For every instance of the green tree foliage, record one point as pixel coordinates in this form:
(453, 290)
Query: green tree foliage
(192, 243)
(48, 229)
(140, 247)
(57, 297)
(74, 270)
_ _ _ _
● TRY IT: Transcribe the entire listing above exactly as written.

● RESPONSE TO THE EXERCISE:
For every instance of the green tree foliage, record one point as pixel coordinates in this form:
(453, 290)
Query: green tree foliage
(192, 243)
(48, 229)
(140, 247)
(57, 297)
(74, 270)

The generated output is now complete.